**Extrait choisi:**
Une île, un archipel



De livre en livre, Michèle Cavalleri poursuit une œuvre très cohérente, autour de personnages en quête d’identité, qui se rencontrent, souvent dans un café, qui se racontent ou s’écoutent pour construire ou reconstruire leur monde intérieur.
Après Frank-Amédée, alias Job et Henri, le narrateur d’Une si forte absence, nous suivons ici deux jeunes hommes, Elie et Mario, qui se croisent dans cette petite ville où ils viennent de s’installer et où chacun va chercher à régler à sa manière ses comptes avec son passé.

Mario est un violent. Il aime la bagarre. Il fréquente certains bars, comme le Foulon, uniquement pour l’émotion de la confrontation physique aux autres. Il en sort glorieux ou roué de coups, peu importe, il a ressenti ce qu’il venait chercher.
Il est persuadé d’avoir tué un homme pendant une manifestation, comme Meurseult dans l’Etranger, sans le vouloir, sans le prévoir.
« A ce moment-là, il s'est tourné vers moi. A ce moment-là, ils ont chargé. J'ai crié : mais va t'en, bon Dieu ! Barre-toi ! Tire-toi ! Tu n'as rien à faire là. Je l'ai poussé. Epaule contre épaule, quelle masse ! ce type. J'ai frappé, bras tendu, la pierre au bout. Celle que j'avais ramassée en arrivant. La pierre au poing, la pierre... Pourtant je crois, oui, je crois vraiment, j'en suis sûr, elle est tombée tout de suite, elle n'a pas pu l'atteindre. J'ai entendu : « Tu es cinglé. Cinglé ! » Oui, je l'entends : tu es cinglé ! Puis, comme on courait tous, j'ai dû courir aussi. Quand je me suis retourné, je l'ai aperçu à terre, sa place vide, d'abord. En tout cas il m'a semblé, puis lui, étendu de tout son long. On lui passait sur le corps sans faire attention. J'ai bien essayé de retourner en arrière. Impossible. La pagaille. »

(Données d'annotation par points)

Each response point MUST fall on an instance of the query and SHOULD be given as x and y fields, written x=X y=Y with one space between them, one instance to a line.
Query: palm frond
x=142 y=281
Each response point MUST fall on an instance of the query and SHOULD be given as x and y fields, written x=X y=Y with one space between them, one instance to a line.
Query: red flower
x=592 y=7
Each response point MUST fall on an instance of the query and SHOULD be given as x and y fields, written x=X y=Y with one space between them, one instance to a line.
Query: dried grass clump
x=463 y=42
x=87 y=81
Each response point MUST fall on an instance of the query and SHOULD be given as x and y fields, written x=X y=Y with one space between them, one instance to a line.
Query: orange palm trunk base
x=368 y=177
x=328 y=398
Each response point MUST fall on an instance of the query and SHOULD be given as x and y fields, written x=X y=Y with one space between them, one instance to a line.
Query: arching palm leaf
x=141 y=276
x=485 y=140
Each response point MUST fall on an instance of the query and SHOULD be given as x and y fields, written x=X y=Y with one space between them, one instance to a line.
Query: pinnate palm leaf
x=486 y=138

**Travail demandé:**
1 – D'après l'extrait, quel bar Mario fréquente-t-il pour le plaisir de la confrontation physique ?
2 – Dans la citation entre guillemets de l'extrait, relevez les ordres criés à l'homme pour qu'il parte.
3 – Reproduisez la partie de l'extrait qui s'ouvre sur les mots contenant "De livre en" et se ferme sur "avec son passé.".

**Réponses attendues:**
1 – Le Foulon.

2 – va t'en ; Barre-toi ; Tire-toi

3 –
De livre en livre, Michèle Cavalleri poursuit une œuvre très cohérente, autour de personnages en quête d’identité, qui se rencontrent, souvent dans un café, qui se racontent ou s’écoutent pour construire ou reconstruire leur monde intérieur.
Après Frank-Amédée, alias Job et Henri, le narrateur d’Une si forte absence, nous suivons ici deux jeunes hommes, Elie et Mario, qui se croisent dans cette petite ville où ils viennent de s’installer et où chacun va chercher à régler à sa manière ses comptes avec son passé.